**WHAT THE TASK REQUIRES**
Return each line of the entries that holds the string "leaf".

[Saved entries]
+ + + + +
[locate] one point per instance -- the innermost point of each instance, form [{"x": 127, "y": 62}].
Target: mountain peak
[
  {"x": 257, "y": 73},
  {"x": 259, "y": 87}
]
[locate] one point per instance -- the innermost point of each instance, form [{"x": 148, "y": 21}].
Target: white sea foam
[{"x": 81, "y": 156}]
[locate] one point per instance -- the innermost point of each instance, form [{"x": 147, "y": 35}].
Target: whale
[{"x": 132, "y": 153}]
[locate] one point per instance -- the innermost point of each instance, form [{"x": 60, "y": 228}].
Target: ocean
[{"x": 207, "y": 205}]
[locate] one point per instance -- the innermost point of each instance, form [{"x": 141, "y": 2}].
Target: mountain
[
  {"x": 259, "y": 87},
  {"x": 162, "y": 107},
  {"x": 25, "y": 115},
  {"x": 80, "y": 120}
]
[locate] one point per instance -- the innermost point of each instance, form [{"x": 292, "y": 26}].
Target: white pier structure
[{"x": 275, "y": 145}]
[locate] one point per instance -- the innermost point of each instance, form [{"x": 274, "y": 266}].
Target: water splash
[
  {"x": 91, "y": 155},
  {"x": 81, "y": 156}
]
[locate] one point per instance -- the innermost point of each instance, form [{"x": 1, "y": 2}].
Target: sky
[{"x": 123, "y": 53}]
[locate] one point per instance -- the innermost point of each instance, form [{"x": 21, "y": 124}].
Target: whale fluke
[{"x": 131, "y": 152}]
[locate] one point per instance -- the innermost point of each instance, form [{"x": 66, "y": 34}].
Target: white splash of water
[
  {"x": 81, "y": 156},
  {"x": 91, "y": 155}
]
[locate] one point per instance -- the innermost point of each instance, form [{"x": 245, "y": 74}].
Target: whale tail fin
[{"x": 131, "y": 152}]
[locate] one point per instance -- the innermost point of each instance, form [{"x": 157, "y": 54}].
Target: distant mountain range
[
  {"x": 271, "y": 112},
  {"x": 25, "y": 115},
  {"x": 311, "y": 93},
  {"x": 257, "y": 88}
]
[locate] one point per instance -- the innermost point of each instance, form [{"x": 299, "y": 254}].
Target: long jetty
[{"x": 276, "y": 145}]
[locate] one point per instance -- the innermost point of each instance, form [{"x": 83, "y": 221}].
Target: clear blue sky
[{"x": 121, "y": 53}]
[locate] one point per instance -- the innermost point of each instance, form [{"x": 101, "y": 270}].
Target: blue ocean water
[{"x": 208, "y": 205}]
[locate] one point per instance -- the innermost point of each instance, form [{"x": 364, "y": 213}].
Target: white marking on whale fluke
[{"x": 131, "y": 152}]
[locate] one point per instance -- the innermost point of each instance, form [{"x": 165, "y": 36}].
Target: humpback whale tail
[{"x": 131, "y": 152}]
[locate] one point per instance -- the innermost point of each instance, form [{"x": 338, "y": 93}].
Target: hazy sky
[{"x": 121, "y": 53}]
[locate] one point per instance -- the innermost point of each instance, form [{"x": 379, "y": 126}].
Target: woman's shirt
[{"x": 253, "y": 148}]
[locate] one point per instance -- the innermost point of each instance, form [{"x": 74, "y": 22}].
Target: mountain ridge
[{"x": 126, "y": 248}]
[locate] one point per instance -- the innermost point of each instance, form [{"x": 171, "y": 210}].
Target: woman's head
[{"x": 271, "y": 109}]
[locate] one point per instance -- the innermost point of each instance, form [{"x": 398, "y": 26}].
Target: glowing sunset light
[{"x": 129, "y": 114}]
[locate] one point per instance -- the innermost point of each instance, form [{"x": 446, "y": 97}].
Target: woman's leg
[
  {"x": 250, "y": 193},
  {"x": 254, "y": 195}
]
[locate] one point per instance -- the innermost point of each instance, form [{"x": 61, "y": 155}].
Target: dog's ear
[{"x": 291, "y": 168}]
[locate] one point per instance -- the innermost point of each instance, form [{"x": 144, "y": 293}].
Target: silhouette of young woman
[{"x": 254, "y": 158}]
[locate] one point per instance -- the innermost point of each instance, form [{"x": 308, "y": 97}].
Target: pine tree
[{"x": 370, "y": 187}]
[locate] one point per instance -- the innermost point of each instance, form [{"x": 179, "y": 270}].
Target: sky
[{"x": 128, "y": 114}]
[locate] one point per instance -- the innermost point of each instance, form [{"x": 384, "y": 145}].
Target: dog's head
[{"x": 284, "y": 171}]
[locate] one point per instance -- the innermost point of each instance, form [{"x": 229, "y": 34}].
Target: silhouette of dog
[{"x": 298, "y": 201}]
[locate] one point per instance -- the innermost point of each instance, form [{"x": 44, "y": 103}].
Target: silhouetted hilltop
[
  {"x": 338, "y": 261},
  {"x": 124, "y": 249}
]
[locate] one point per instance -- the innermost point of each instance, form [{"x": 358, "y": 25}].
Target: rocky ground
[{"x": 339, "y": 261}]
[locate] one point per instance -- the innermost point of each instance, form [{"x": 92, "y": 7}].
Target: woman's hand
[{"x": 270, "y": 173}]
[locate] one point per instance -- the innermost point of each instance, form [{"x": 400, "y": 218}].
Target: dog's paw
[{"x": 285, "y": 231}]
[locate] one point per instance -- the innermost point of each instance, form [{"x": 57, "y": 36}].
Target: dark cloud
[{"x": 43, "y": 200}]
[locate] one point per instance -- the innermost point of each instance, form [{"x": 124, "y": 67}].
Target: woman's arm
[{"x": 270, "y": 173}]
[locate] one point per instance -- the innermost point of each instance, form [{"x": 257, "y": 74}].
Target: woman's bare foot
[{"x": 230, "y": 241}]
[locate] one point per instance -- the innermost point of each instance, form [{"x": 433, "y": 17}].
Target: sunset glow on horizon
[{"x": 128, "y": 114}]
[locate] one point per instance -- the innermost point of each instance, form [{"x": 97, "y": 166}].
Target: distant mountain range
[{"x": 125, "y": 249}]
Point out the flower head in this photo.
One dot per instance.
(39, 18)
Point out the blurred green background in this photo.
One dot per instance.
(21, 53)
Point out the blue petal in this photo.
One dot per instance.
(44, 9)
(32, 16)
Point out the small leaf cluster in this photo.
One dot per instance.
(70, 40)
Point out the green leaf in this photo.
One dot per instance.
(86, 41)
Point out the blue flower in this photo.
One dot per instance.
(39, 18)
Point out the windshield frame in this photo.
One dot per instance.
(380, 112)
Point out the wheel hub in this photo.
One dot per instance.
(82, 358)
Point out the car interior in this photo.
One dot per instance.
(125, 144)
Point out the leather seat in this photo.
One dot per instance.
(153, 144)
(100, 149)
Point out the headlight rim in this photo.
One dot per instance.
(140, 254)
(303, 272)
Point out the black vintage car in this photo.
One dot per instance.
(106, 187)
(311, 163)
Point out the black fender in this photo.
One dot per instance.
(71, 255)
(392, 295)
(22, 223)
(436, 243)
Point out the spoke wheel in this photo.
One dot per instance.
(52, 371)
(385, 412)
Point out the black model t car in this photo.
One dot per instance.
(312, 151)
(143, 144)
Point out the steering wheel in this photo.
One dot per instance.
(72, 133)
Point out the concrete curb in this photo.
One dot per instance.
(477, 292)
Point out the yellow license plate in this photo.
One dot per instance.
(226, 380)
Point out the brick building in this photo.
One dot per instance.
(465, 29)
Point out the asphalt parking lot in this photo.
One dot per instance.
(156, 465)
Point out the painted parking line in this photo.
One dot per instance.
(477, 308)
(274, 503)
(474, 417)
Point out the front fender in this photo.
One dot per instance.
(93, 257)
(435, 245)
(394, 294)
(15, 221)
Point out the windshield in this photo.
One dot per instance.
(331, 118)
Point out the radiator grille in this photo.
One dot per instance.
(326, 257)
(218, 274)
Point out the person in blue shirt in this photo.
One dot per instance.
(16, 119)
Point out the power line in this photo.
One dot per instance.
+ + + + +
**EXERCISE OUTPUT**
Point out the small leaf cluster in this photo.
Point out the green leaf in this photo.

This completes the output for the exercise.